What you will do
Go line by line through the data and copy those with the word "positive".

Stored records
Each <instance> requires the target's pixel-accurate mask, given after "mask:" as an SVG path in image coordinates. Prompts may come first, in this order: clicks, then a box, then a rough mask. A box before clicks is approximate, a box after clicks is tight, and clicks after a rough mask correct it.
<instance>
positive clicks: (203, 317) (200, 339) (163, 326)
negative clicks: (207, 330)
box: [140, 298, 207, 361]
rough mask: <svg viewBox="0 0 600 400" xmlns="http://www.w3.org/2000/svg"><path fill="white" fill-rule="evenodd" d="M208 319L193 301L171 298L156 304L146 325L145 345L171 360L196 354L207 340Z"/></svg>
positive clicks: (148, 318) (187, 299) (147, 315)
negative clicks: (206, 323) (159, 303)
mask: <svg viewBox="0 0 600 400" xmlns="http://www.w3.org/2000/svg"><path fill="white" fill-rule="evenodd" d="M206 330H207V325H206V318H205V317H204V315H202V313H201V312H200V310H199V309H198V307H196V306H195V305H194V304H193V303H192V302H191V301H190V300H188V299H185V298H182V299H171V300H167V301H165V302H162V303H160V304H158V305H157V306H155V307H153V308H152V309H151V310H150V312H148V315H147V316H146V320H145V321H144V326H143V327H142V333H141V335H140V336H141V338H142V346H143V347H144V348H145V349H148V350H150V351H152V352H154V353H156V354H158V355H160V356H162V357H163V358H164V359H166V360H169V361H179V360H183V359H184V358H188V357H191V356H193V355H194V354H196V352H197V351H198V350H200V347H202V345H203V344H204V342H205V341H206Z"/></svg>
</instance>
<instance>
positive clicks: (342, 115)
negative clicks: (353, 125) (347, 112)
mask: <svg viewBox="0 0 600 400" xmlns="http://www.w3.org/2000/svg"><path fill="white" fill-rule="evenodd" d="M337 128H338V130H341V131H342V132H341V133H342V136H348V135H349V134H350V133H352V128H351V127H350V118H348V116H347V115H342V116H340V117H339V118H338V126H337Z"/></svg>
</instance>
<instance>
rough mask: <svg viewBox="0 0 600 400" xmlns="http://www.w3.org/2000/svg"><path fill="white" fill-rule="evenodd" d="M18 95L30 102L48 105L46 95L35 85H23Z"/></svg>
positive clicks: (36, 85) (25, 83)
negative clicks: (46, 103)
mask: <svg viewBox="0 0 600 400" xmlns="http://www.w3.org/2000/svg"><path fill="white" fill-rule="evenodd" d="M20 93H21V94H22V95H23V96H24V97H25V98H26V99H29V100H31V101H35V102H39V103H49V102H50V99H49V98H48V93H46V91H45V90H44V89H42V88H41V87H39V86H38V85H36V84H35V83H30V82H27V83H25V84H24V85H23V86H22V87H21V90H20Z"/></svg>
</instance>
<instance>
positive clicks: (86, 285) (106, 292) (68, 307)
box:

Solution for this exercise
positive clicks: (203, 317) (200, 339) (163, 326)
positive clicks: (148, 318) (187, 299) (147, 315)
positive clicks: (342, 115)
positive clicks: (36, 85) (25, 83)
positive clicks: (86, 285) (106, 292) (68, 307)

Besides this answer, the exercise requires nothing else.